» THE EXERCISE:
Quote, word for word, the items from the line with "for the squash" up to and including the line with "[360, 133, 398, 164]".

» DATA ROWS:
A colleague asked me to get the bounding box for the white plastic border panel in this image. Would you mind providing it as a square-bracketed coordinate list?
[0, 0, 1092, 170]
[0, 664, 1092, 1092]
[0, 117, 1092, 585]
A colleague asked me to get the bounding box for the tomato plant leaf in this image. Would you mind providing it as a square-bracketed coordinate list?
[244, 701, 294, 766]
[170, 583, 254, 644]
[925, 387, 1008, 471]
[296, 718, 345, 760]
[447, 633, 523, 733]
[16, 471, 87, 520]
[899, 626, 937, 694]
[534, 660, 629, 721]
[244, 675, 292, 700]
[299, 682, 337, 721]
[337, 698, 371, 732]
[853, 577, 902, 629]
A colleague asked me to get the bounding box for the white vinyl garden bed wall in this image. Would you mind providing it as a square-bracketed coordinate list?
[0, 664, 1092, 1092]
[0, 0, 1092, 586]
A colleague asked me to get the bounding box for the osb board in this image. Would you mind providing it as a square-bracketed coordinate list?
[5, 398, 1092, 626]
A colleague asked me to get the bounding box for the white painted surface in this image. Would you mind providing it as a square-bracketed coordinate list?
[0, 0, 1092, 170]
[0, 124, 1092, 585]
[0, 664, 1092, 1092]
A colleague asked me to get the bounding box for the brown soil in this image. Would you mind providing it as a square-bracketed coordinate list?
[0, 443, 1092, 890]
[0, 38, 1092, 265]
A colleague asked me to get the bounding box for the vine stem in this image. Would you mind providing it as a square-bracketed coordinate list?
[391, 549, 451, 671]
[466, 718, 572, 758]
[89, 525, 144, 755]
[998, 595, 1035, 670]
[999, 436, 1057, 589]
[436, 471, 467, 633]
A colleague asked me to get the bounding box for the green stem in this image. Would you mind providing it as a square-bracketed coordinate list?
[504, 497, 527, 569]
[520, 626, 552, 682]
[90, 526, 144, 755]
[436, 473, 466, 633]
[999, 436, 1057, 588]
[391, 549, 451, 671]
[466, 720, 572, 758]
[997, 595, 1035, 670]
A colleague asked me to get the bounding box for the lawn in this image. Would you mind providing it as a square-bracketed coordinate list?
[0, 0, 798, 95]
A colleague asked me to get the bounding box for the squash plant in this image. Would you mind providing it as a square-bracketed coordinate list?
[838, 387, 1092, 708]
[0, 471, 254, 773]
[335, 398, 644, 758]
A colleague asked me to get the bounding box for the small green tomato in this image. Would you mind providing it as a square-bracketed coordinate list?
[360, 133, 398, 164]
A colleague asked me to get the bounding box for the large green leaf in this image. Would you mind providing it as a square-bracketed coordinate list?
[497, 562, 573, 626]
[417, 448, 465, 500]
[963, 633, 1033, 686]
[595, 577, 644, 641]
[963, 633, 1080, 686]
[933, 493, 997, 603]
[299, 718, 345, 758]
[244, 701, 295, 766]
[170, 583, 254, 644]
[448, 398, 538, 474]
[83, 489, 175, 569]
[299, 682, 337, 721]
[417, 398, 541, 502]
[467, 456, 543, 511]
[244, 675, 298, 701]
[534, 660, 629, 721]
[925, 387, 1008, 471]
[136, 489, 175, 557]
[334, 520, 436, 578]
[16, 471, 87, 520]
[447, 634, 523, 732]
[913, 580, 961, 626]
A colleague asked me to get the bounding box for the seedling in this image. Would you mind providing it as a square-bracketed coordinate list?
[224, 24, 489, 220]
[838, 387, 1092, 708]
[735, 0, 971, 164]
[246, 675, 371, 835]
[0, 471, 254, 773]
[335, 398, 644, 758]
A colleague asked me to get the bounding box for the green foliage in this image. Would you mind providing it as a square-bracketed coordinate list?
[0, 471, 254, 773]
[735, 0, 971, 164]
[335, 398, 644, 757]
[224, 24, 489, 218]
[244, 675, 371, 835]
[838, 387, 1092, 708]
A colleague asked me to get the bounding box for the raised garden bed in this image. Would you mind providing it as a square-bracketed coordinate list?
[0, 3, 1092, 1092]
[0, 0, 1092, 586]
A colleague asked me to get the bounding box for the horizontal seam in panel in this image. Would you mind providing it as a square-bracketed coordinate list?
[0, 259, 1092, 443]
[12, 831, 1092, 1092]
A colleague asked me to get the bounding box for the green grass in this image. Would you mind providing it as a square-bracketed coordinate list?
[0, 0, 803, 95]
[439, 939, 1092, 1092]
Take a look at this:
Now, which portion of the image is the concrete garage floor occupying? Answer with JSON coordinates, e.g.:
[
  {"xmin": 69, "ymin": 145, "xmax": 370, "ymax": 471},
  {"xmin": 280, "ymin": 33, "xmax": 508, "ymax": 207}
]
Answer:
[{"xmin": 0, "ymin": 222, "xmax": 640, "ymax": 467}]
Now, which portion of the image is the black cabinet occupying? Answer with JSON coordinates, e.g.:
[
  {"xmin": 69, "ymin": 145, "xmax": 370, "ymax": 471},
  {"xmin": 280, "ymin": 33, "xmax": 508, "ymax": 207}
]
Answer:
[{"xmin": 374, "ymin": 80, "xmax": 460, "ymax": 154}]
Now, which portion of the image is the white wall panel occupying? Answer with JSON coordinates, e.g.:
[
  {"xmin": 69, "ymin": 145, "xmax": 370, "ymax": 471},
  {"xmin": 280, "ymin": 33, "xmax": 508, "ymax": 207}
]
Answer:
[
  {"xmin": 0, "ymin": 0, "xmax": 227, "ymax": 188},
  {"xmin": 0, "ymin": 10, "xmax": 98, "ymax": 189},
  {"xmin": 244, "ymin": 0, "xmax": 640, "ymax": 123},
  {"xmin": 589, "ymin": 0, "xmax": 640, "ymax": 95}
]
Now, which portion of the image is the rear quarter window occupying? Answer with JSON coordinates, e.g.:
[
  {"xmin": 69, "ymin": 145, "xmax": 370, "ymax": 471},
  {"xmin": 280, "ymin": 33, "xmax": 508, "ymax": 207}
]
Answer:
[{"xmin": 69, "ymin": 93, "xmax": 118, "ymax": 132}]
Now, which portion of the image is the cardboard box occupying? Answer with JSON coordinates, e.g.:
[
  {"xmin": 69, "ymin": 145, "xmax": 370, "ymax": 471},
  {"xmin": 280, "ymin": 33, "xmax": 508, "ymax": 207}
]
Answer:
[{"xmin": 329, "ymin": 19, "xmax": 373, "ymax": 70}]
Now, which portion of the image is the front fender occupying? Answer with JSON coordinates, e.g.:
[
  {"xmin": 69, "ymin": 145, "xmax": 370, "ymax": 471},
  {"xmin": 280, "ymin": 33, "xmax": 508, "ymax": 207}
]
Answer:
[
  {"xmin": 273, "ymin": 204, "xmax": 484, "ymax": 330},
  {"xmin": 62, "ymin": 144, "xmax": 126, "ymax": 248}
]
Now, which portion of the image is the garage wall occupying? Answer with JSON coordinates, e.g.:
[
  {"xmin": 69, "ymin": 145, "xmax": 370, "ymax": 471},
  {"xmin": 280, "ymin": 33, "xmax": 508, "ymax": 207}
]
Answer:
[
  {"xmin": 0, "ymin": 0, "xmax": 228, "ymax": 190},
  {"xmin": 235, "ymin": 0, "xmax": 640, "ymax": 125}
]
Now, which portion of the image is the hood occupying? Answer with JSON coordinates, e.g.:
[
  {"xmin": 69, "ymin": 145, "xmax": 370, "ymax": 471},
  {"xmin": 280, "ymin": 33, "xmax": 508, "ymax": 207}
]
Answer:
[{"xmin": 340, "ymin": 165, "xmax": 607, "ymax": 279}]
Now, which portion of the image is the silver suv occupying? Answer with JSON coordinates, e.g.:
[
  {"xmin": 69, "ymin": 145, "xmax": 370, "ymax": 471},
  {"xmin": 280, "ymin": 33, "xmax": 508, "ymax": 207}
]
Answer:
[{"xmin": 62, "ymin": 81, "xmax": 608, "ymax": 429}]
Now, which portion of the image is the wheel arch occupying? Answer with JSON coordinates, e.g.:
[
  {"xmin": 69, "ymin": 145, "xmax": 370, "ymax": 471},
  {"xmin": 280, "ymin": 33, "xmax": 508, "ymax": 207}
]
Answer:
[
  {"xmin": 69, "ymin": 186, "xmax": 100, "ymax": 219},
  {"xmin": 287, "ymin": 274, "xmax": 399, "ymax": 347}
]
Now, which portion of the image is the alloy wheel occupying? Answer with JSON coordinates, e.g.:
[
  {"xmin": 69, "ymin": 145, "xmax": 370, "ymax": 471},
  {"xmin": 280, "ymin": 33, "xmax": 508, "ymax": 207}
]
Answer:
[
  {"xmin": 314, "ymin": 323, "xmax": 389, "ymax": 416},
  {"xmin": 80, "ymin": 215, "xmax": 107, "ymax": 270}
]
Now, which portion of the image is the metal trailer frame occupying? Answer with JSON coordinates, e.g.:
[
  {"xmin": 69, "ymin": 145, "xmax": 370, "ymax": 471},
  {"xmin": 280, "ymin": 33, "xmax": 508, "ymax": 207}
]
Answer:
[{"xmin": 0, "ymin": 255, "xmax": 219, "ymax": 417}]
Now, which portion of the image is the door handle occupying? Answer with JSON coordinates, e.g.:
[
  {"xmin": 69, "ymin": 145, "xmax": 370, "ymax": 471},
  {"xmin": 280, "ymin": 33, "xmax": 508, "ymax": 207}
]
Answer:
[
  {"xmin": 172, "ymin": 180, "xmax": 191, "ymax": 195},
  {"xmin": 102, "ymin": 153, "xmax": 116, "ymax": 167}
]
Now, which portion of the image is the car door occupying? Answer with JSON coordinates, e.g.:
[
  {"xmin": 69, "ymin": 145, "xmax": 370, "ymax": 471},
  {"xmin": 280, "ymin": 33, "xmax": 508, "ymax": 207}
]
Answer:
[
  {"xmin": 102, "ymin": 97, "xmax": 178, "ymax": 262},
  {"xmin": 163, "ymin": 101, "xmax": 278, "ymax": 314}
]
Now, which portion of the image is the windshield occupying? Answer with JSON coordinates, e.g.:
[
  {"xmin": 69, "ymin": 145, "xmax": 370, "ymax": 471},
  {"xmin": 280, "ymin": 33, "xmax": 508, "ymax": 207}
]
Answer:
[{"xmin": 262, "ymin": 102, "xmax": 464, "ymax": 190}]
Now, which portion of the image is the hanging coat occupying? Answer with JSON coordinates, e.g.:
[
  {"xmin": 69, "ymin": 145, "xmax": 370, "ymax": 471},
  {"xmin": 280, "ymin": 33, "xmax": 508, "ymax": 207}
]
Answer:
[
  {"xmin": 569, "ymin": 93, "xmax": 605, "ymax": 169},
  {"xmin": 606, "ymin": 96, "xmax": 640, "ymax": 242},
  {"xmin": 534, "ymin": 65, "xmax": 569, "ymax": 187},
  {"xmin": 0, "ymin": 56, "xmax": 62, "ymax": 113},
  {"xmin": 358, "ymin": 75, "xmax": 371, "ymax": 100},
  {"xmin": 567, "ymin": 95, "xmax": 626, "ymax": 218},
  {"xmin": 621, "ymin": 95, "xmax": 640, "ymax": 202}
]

» COMPLETED TASK:
A colleague asked me to get the bounding box for the squash plant in this image. Would you mind providing it as a square-bracketed coordinate list?
[838, 387, 1092, 708]
[0, 471, 254, 773]
[335, 398, 644, 758]
A colleague asked me to get the bounding box for the small green tomato in this image. Would you mind providing it as a square-bracketed coordinate list?
[360, 133, 398, 164]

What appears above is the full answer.